▶ TASK PROMPT
Reproduce all of the data below without alteration; exclude every picture.

[Records from a dataset]
-----

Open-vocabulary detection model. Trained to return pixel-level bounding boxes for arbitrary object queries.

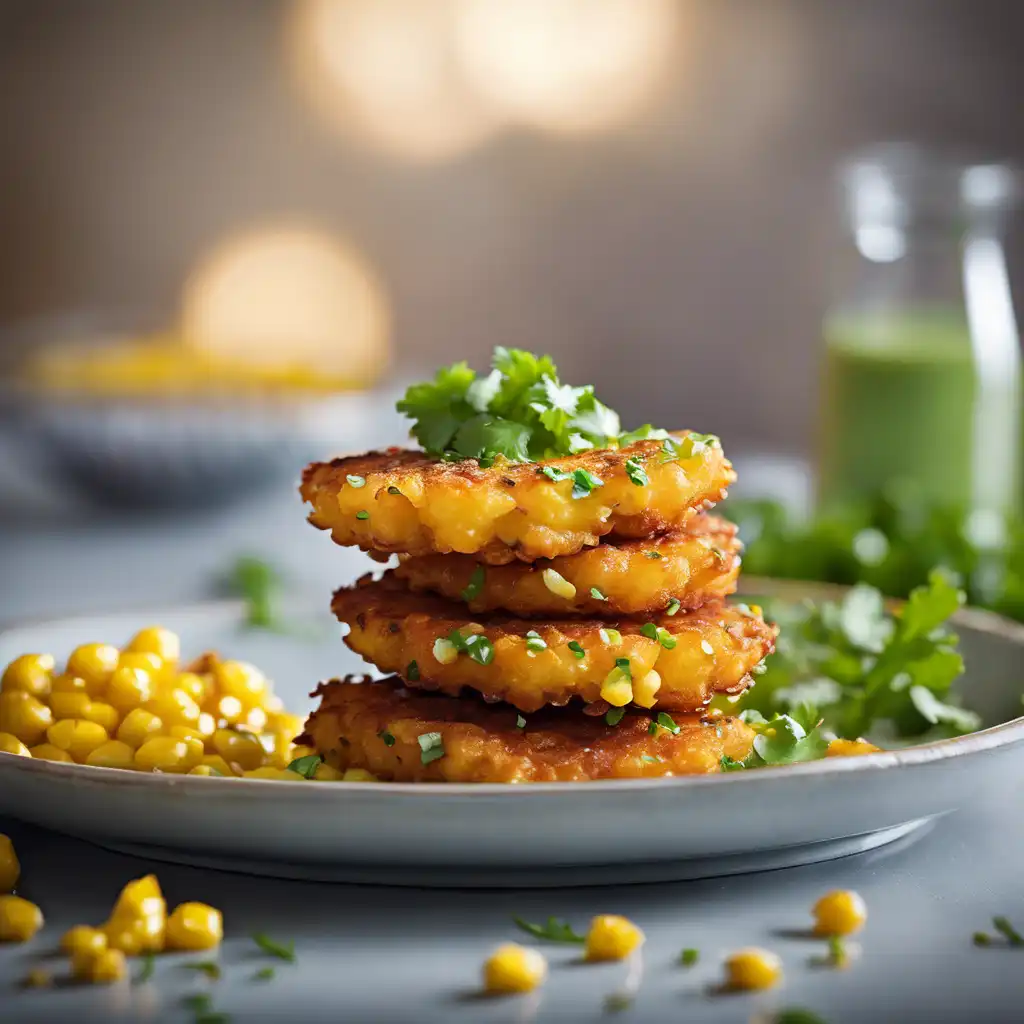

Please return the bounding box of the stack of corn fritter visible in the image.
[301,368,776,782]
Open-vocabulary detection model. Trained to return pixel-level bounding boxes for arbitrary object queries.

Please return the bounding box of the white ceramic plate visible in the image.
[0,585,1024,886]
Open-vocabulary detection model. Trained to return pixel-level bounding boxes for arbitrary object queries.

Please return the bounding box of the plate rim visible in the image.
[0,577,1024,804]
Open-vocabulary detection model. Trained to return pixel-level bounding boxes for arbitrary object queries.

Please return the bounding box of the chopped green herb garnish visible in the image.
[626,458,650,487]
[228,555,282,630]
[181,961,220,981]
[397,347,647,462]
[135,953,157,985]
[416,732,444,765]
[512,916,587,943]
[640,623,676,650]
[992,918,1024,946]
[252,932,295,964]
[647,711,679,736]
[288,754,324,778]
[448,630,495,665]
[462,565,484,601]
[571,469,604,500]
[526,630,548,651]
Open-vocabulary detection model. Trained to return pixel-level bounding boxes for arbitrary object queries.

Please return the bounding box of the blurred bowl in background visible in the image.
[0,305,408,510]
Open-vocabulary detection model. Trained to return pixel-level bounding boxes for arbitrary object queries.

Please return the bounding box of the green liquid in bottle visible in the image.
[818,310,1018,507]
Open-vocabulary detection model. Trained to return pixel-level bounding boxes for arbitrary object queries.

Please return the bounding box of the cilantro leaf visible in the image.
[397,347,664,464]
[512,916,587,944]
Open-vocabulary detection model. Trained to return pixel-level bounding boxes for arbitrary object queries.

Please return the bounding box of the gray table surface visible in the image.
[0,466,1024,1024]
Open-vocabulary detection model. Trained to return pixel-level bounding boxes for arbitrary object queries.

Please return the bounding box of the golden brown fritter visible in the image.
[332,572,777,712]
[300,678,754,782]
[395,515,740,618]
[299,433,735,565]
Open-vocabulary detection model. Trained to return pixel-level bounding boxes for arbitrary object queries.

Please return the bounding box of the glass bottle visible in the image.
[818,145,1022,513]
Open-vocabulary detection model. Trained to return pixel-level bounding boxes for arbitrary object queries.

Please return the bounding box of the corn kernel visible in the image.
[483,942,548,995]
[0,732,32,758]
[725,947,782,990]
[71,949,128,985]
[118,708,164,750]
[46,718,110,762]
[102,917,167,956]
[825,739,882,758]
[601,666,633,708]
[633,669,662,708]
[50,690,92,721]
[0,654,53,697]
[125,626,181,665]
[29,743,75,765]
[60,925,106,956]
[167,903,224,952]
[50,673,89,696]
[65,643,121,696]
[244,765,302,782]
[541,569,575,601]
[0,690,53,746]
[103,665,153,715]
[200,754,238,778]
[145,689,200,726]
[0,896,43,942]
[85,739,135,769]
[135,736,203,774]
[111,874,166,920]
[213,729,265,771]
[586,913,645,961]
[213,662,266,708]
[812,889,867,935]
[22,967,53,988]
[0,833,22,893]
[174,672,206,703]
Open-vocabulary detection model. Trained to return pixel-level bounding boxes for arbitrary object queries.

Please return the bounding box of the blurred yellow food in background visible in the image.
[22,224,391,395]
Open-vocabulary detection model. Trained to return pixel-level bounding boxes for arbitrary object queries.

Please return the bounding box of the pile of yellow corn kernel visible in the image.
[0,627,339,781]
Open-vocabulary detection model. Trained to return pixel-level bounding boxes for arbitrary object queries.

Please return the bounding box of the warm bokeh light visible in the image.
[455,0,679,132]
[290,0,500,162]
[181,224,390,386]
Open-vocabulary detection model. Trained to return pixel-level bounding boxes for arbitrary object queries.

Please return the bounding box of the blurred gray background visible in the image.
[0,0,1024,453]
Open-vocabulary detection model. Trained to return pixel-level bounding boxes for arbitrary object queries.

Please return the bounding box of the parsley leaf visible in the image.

-----

▶ ANSWER TO THE TASK
Open-vocabulary detection model. Trained to return pixel-level bounding boxes for arbitrary object queries.


Please return the bounding box of the stack of corn fritter visible in the image.
[301,368,776,782]
Open-vocabulary detection model. Trained to return pixel-level bounding boxes for arbitrary object queries.

Please return the bounding box of the white ceramic plate visible in the image.
[0,585,1024,886]
Open-vocabulary detection model. Trained to return pixel-level bounding boxes for arbitrary object queries.

Please return the bounding box of the plate rim visible in the image.
[0,577,1024,804]
Open-vocabulary detection model. Trained to return pixel-level bounding boxes for arbitrary object queries.

Please return the bounding box of the chopped green herb garnish visible in the image.
[626,458,650,487]
[228,555,282,630]
[181,961,220,981]
[397,347,647,462]
[135,953,157,985]
[416,732,444,765]
[512,916,587,943]
[640,623,676,650]
[992,918,1024,946]
[252,932,295,964]
[647,711,679,736]
[288,754,324,778]
[448,630,495,665]
[462,565,484,601]
[571,469,604,500]
[526,630,548,651]
Open-vocabulary detection model. Trained to return pixel-level bounding boxes for arbitrary object queries.

Please return the bounding box of the blurred bowl in background visible in the image.
[0,305,408,510]
Open-vocabulary detection model. Trained to return pixel-level bounding boxes for arbitrary object queries.

Please return the bounding box of the green liquid in bottle visible in the image.
[818,310,1018,507]
Open-vocabulary detection model. Trained to return pixel-level bounding boxes for arbitrary object queries.

Please return the bounding box of the cilantro leaf visible in the image.
[397,347,664,464]
[512,916,587,944]
Open-vocabulary detection model. Trained to return pixel-level bounding boxes for arbitrary object queries.

Please return the bounding box of the gray table surface visible in the image.
[0,466,1024,1024]
Open-vocabulary detection model. Trained to return pixel-level bounding boxes for arbitrary object queries.

Please return the bounding box of the golden brown fritter visible in the image.
[332,572,777,712]
[300,678,754,782]
[395,515,740,618]
[299,433,735,565]
Open-vocabulary detection model. Trained to return pixel-level bounding boxes for arbitrary object queries.

Please return the bounding box of the glass bottle visible in the image.
[818,145,1022,513]
Open-vocabulary detection model. Trained to return pixel-level bounding boxes for arbitrary object queries.

Please return the bounding box of the corn kernel visible in the image.
[483,942,548,995]
[0,732,32,758]
[725,947,782,990]
[71,949,128,985]
[118,708,164,750]
[46,718,110,762]
[102,917,167,956]
[825,739,882,758]
[601,666,633,708]
[633,669,662,708]
[50,690,92,721]
[0,654,53,697]
[125,626,181,665]
[29,743,75,765]
[60,925,106,956]
[167,903,224,952]
[50,673,89,696]
[65,643,121,696]
[244,765,302,782]
[541,569,575,601]
[0,690,53,746]
[103,665,153,715]
[200,754,238,778]
[145,689,200,726]
[0,896,43,942]
[85,739,135,769]
[135,736,203,774]
[111,874,166,920]
[213,729,265,771]
[586,913,645,961]
[213,662,266,708]
[812,889,867,935]
[22,967,53,988]
[0,833,22,893]
[174,672,206,703]
Open-vocabulary detection model. Trained to return pixel-level bounding boxes for arbitrary object queries.

Please return the bounding box of the blurred yellow food in background visible in the image.
[22,224,391,395]
Open-vocabulary detection model. Trained to return pixel-level bounding boxes for arbitrary object queries.

Please return the bounding box of the pile of yellow corn kernel visible in the image.
[0,627,339,781]
Open-vocabulary detection model. Trained to return pixel-level bounding boxes for arbitrary object queries.

Please return the bounding box of the warm bokeh light visible in the image.
[455,0,679,132]
[290,0,500,162]
[181,224,390,386]
Open-vocabulary detection model. Trained to return pixel-level bounding boxes for arbitrary object queries.

Please return the bounding box of the blurred gray background visible in the image.
[0,0,1024,453]
Open-vocabulary detection model. Trained to return pixel-level bounding boxes for arbitrary object queries.

Please return the bounding box of the parsley leaf visible in the image.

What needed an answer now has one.